Task requirements: A word-for-word copy of the entries is the goal; leave out the pictures.

Image-grounded pointing data
"""

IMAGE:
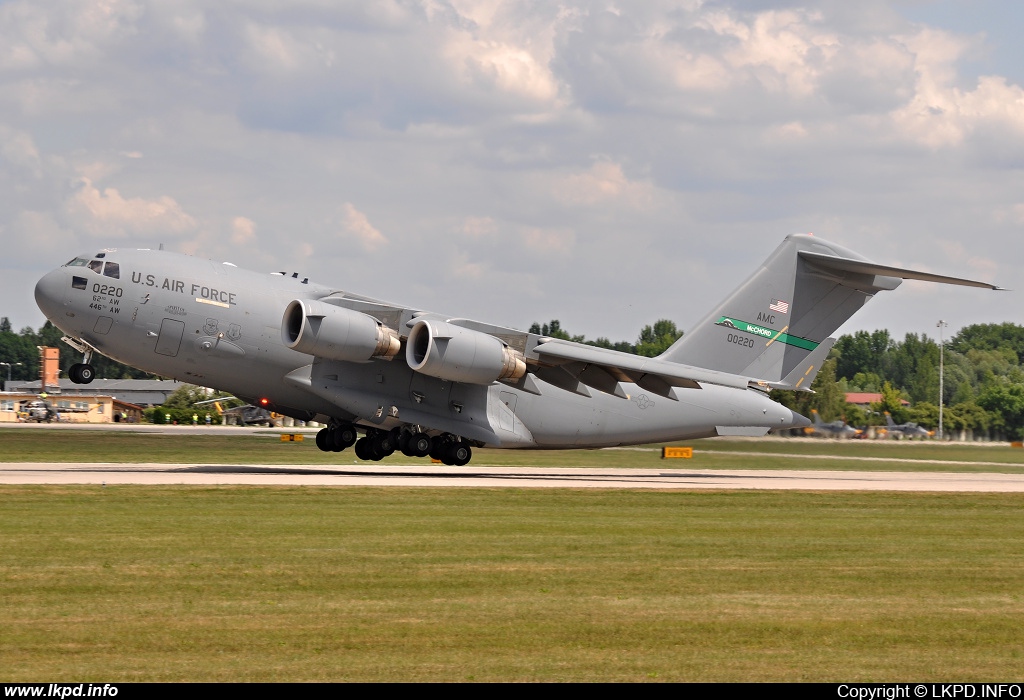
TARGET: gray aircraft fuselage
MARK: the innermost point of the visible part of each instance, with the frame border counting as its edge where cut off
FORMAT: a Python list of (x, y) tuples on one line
[(218, 325)]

"""

Output for this task:
IMAGE:
TARGET: gray aircraft fuselage
MARK: the innermost point of the visible part of each instance, with the frame border counting as its edge where cut off
FORMAT: a Python list of (x, y) tuples on one line
[(218, 325)]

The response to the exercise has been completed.